- [YOUR INSTRUCTIONS]:
Render the rows, from the first one through the line containing "400), (449, 398)]", as a JSON list of strings with one string per line and blank lines left out.

(Excerpts from a location annotation dataset)
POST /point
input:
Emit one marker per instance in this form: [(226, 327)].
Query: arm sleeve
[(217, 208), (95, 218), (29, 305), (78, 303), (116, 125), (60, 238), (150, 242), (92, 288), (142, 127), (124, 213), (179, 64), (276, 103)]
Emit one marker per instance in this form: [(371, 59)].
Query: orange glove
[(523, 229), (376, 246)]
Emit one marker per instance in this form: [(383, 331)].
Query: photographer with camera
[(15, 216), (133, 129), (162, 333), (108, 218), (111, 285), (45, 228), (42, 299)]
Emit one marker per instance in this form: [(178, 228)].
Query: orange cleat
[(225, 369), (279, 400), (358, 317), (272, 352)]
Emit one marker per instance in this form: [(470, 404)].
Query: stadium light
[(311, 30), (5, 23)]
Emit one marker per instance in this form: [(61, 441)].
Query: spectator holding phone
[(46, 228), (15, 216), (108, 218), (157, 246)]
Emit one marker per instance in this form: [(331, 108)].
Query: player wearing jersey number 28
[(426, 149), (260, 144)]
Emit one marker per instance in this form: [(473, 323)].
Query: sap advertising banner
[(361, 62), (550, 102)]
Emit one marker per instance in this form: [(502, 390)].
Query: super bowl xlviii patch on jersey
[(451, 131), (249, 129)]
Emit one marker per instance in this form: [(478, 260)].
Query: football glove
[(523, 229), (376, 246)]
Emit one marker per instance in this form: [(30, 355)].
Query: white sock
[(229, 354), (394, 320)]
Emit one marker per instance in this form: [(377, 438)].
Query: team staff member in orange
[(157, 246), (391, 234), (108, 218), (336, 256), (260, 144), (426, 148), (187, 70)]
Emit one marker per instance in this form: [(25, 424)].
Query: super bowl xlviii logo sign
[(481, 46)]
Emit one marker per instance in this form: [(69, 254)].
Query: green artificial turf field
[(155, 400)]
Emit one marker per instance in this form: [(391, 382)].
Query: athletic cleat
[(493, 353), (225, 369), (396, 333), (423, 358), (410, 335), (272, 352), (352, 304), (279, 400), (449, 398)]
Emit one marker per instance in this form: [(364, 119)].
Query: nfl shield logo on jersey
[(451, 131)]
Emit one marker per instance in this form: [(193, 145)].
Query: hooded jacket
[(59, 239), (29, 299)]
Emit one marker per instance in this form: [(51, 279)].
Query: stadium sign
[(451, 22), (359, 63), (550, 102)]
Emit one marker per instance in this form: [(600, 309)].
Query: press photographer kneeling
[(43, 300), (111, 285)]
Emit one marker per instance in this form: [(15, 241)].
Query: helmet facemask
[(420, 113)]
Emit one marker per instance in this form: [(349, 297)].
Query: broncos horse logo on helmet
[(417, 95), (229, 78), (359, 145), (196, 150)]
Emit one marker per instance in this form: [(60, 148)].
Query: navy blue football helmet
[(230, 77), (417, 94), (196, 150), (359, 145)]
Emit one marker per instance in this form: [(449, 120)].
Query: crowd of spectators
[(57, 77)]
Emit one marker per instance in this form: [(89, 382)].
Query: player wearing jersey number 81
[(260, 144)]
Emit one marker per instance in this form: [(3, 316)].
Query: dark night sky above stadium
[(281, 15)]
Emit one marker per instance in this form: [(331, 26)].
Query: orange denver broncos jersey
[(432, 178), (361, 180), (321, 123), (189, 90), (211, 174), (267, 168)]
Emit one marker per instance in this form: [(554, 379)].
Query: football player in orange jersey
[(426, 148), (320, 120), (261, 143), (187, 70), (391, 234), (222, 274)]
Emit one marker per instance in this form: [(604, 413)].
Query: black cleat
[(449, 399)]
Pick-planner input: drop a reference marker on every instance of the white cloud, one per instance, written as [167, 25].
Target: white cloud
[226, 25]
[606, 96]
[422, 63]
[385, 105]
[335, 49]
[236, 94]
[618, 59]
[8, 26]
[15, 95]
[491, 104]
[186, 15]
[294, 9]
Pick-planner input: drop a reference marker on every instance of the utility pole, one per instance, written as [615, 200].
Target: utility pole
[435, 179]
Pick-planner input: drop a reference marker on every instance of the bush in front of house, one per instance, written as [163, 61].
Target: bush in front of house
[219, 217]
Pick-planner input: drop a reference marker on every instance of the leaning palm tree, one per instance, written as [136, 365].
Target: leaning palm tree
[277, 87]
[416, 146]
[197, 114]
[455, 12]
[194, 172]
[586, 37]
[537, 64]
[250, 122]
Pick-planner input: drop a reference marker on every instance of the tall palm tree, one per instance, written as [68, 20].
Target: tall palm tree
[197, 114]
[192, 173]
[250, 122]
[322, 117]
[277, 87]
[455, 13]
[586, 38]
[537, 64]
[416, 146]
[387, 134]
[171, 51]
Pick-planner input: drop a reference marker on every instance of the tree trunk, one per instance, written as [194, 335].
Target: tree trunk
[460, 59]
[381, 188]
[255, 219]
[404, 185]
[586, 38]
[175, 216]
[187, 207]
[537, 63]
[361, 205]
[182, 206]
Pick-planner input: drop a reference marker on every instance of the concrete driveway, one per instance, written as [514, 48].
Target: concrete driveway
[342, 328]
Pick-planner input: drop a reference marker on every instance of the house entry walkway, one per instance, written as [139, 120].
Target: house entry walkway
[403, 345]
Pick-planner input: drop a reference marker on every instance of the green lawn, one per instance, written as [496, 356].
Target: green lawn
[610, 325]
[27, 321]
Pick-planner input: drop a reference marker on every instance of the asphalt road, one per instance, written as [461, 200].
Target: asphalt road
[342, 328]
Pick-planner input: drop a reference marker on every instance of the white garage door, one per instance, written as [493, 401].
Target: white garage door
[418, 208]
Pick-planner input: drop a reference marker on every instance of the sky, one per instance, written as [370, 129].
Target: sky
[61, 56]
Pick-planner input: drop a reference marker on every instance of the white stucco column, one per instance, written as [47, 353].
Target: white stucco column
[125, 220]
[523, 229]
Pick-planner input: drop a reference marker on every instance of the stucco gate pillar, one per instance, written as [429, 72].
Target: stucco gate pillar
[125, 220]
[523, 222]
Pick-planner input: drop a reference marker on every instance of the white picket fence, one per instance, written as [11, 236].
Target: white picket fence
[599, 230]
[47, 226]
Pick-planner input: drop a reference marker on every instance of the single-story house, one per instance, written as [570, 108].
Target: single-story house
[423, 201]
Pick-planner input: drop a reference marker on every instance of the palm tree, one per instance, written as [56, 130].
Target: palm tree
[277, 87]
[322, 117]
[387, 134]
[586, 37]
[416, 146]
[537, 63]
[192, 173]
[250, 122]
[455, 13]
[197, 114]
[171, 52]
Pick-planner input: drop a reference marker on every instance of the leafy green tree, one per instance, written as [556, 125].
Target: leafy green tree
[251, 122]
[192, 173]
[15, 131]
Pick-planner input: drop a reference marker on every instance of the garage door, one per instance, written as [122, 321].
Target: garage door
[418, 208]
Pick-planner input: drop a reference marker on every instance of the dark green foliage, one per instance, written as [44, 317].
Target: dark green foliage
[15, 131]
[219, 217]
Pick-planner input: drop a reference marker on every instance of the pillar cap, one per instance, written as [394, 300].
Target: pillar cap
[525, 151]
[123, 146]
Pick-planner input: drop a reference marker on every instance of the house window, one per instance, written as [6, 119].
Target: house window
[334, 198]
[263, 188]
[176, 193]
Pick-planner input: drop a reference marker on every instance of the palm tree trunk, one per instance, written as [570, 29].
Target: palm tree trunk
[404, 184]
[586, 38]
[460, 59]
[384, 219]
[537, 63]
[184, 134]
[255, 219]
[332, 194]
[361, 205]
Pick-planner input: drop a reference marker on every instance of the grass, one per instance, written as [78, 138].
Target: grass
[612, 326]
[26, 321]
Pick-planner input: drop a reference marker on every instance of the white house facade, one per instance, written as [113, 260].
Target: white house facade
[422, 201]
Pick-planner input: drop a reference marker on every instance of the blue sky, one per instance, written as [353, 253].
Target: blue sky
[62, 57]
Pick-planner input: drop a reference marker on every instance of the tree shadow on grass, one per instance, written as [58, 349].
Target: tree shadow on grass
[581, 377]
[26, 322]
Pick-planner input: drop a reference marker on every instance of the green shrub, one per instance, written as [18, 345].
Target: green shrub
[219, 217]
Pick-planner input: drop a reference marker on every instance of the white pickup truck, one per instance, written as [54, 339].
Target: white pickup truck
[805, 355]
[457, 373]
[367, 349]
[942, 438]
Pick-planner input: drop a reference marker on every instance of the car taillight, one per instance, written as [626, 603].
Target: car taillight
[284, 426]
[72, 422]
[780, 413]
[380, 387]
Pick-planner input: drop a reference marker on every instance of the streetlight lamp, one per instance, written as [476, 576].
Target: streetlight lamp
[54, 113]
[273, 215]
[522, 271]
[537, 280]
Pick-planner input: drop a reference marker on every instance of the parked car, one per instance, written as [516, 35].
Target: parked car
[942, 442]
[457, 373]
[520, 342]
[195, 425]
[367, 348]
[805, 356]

- [SOLUTION FOR THIS PROBLEM]:
[
  "POST /point",
  "input:",
  "Emit one marker per instance in this form: [(226, 327)].",
  "Query: arm sleeve",
  "[(217, 208), (95, 218), (29, 305), (78, 303), (116, 125), (60, 238), (150, 242), (92, 288), (142, 127), (124, 213), (179, 64), (276, 103)]",
  "Emit one marker per instance in this form: [(371, 59)].",
  "Query: orange glove",
  "[(523, 229), (376, 246)]",
  "Emit one marker per instance in this form: [(383, 331)].",
  "Query: photographer with camera",
  "[(15, 216), (133, 129), (162, 333), (108, 218), (111, 285), (45, 228), (42, 299)]",
  "Emit one marker per instance in this form: [(178, 228)].",
  "Query: orange cleat",
  "[(225, 369), (279, 400), (358, 317), (272, 352)]",
  "Emit one marker per instance in this form: [(470, 404)].",
  "Query: stadium light",
  "[(311, 30), (5, 23)]",
  "Emit one marker per instance in this form: [(61, 441)].",
  "Query: spectator holding phone",
  "[(46, 228), (15, 216), (108, 218), (157, 246)]",
  "Emit one marker per instance in this form: [(331, 108)].",
  "Query: player wearing jersey number 28",
  "[(426, 149), (260, 144)]",
  "Emit one marker per instance in this form: [(473, 323)].",
  "Query: sap advertising banner",
  "[(361, 62), (550, 102)]",
  "Emit one marker per instance in this form: [(502, 390)].",
  "Query: super bowl xlviii patch on jersey",
  "[(451, 131), (249, 129)]",
  "Emit one marker per instance in this form: [(478, 260)].",
  "Query: football glove",
  "[(523, 229), (376, 246)]",
  "Emit one marker per instance in this form: [(30, 355)].",
  "Query: white sock",
  "[(229, 354), (394, 320)]",
  "Emit one marker per instance in this form: [(377, 438)].",
  "Query: team staff member in orange",
  "[(157, 246), (391, 234), (108, 218), (336, 256), (260, 144), (426, 148), (187, 70)]",
  "Emit one marker per instance in this form: [(25, 424)].",
  "Query: super bowl xlviii logo sign",
  "[(481, 46)]",
  "Emit one marker per instance in this form: [(69, 254)].",
  "Query: green artificial turf field",
  "[(155, 400)]",
  "Emit one marker per instance in this form: [(391, 382)].",
  "Query: athletic cleat",
  "[(493, 353), (225, 369), (396, 333), (423, 358), (410, 335), (272, 352), (352, 304), (279, 400), (449, 398)]"
]